# Objetivo 1
Com base no texto sobre a vida de João da Cruz, explique por que ele foi capturado e mantido recluso no convento de Toledo em 1577.
# Objetivo 2
Liste todos os lugares geográficos (cidades, províncias ou regiões) citados no texto sobre a vida de João da Cruz, mencionando cada um apenas uma vez.
# Objetivo 3
Prossiga com o texto sobre a vida de João da Cruz a partir da última frase apresentada.

# Texto fornecido
-*-*-

No final da sua formação, teve muito clara sua própria vocação: a vida
religiosa e, entre as muitas ordens presentes em Medina, sentiu-se chamado ao
Carmelo.
No verão de 1563, iniciou o noviciado entre as Carmelitas da
cidade, tomando o nome religioso de Matias. No ano seguinte, foi destinado à
prestigiada Universidade de Salamanca,
onde estudou por três anos filosofia e
artes. Em 1567, foi ordenado sacerdote e voltou para Medina del Campo para
celebrar sua primeira Missa, cercado pelo amor de sua família. E foi
precisamente lá que teve lugar o primeiro contato entre João e Teresa de Jesus.
O encontro foi crucial para ambos: Teresa explicou seu plano de reforma do
Carmelo, também no ramo masculino, e sugeriu a João que se unisse a ela
"para maior glória de Deus"; o jovem padre ficou fascinado pelas idéias
de Teresa, chegando a se tornar um grande apoio para o projeto. Os dois
trabalharam juntos alguns meses, compartilhando ideais e propostas para
inaugurar, o mais breve possível, a primeira casa dos Carmelitas Descalços: a
abertura ocorreu em 28 de dezembro de 1568, em Duruelo, lugar solitário da
província de Ávila. Com João, formavam esta primeira comunidade masculina
outros três companheiros.
Ao renovar sua profissão religiosa segundo a Regra
primitiva, os quatro adotaram um novo nome: João foi chamado "da
Cruz", nome com o qual seria depois universalmente conhecido. No final de
1572, a pedido de Santa Teresa, tornou-se confessor e vigário do mosteiro da
Encarnação, em Ávila, onde a santa era priora. Foram anos de estreita
colaboração e amizade espiritual, que enriqueceu ambos. Desse período datam
também as mais importantes obras teresianas e os primeiros escritos de João.
A adesão à reforma carmelita não foi fácil e custou a João
inclusive graves sofrimentos. O episódio mais dramático foi, em 1577, sua
captura e reclusão no convento dos Carmelitas da Antiga Observância de Toledo,
devido a uma acusação injusta. O santo permaneceu na prisão por seis meses,
sujeito a privações e constrições físicas e morais. Aqui ele compôs, juntamente
com outros poemas, o famoso "Cântico Espiritual". Finalmente, na
noite entre 16 e 17 de agosto de 1578, conseguiu fugir de maneira arriscada,
refugiando-se no mosteiro das Carmelitas Descalças da cidade. Santa Teresa e
seus companheiros reformados comemoraram sua libertação com imensa alegria e,
após um curto período de tempo para recuperar as forças, João foi destinado a
Andaluzia, onde passou dez anos em vários mosteiros, especialmente em Granada. Assumiu
cargos cada vez mais importantes na Ordem, até se tornar Vigário Provincial, e
completou a redação de seus tratados espirituais.

-*-*-

# Dados extraídos
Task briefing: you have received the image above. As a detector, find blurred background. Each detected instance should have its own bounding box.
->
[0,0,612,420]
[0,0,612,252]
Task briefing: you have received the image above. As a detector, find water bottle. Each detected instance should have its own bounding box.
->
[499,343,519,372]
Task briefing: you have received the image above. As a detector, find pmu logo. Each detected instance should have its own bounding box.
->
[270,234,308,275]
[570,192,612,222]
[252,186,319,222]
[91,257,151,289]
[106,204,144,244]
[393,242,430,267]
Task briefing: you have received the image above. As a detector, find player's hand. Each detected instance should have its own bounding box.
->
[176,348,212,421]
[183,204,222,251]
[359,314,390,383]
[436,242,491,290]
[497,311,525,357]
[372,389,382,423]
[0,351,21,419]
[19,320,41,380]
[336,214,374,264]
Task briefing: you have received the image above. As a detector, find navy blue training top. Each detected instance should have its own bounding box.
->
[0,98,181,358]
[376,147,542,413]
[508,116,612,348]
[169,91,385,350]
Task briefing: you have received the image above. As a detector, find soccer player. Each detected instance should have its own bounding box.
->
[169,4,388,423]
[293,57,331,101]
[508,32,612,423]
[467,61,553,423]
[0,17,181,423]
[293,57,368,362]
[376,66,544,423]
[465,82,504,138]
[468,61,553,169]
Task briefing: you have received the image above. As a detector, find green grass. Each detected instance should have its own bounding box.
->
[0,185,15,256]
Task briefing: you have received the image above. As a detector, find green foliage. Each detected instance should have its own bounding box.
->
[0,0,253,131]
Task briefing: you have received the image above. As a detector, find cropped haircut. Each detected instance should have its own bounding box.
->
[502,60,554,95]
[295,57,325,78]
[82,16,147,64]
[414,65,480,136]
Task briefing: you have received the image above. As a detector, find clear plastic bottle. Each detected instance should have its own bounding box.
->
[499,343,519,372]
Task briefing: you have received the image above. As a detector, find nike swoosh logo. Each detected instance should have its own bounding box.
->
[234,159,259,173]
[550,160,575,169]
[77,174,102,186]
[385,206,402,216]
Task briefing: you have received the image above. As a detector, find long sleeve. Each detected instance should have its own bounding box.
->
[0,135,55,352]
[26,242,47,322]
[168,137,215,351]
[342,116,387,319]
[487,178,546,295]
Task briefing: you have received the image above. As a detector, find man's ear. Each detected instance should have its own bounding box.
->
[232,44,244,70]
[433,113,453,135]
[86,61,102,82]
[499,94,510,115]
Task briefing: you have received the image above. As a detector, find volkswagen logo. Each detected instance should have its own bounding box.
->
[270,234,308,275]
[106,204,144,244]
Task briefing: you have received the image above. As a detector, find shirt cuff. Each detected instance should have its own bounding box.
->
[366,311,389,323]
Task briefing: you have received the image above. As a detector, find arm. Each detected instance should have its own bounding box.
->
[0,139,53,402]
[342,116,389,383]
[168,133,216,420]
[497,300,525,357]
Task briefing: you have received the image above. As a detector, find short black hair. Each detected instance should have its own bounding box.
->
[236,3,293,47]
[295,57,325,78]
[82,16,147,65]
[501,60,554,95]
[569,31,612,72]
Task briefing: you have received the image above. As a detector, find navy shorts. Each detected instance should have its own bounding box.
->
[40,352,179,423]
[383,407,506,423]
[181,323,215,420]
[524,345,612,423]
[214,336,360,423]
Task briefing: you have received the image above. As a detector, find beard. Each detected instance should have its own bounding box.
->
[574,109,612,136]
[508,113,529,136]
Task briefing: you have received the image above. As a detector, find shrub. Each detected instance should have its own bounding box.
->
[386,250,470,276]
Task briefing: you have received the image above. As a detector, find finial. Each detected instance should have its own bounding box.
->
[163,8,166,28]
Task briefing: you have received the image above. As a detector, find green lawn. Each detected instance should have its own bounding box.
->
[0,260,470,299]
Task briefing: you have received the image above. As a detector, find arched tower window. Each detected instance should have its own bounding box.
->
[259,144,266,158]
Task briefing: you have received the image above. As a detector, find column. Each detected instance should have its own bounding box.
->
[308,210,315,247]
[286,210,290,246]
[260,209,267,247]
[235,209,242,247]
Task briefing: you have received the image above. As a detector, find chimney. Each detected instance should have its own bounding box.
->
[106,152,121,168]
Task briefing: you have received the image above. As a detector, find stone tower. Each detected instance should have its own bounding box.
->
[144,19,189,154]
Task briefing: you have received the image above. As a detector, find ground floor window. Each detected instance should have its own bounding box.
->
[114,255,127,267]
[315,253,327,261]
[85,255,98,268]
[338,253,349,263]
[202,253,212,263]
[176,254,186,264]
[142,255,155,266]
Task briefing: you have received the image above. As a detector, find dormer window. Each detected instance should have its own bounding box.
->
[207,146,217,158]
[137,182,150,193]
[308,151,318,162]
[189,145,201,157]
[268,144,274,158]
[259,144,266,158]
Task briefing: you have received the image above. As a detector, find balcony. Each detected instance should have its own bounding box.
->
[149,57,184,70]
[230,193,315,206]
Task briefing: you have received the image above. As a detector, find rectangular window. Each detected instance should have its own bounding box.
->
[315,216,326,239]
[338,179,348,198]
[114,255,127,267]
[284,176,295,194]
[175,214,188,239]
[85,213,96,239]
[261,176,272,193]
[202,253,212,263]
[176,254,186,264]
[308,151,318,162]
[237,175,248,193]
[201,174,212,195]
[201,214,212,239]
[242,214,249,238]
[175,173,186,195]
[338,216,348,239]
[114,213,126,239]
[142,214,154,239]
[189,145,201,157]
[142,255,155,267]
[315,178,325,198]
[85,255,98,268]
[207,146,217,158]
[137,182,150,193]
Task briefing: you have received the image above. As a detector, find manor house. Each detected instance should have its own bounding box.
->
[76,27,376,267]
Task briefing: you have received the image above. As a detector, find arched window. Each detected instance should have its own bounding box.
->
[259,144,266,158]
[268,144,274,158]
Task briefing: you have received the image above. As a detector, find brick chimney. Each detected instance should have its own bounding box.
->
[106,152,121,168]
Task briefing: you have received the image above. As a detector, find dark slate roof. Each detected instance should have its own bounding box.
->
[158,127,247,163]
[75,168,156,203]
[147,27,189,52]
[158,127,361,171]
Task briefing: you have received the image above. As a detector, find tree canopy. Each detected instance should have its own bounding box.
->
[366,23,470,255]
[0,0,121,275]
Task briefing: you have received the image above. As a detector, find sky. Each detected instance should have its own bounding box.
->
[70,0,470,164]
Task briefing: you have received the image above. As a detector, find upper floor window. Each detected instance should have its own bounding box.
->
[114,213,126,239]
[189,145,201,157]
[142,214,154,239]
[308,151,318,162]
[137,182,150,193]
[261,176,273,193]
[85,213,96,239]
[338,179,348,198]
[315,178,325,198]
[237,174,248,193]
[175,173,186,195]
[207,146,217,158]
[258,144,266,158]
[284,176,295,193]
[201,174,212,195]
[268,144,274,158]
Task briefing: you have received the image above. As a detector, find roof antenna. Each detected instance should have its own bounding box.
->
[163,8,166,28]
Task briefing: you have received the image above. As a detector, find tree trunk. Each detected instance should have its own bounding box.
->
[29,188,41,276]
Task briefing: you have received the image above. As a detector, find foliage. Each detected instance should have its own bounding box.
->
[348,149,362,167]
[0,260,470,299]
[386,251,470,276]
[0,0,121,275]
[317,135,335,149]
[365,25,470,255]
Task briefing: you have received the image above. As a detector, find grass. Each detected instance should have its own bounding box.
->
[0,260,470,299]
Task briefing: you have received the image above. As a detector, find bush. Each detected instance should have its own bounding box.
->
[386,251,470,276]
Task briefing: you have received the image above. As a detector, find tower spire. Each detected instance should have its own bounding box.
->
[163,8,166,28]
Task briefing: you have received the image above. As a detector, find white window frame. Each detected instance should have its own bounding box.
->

-*-*-

# Resposta 1
Segundo o texto, João foi capturado e recluso no convento dos Carmelitas da Antiga Observância de Toledo devido a uma acusação injusta.

# Resposta 2
- Medina del Campo
- Salamanca
- Duruelo
- Ávila
- Toledo
- Andaluzia
- Granada

# Resposta 3
Depois, ele voltou para sua terra natal, como membro do
governo geral da família religiosa teresiana, que já gozava de plena autonomia
legal. Morou no Carmelo de Segóvia, desempenhando o cargo de superior daquela
comunidade. Em 1591, teve de deixar todas as responsabilidades, pois foi
destinado à nova província religiosa do México. Enquanto se preparava para a
longa viagem com outros dez companheiros, retirou-se a um mosteiro solitário,
perto de Jaén, onde ficou gravemente doente. João enfrentou enormes sofrimentos
com paciência e serenidade exemplares. Morreu na noite entre 13 e 14 de
dezembro de 1591, enquanto seus irmãos recitavam o ofício matutino. Ele se
despediu deles dizendo: "Hoje vou cantar o ofício no céu". Seus
restos mortais foram transferidos para Segóvia. Foi beatificado por Clemente X,
em 1675, e canonizado por Bento XIII, em 1726.
João é considerado um dos maiores poetas líricos da
literatura espanhola. Suas principais são "Subida ao Monte Carmelo",
"Noite escura da alma", "Cântico Espiritual" e "Chama
viva de amor".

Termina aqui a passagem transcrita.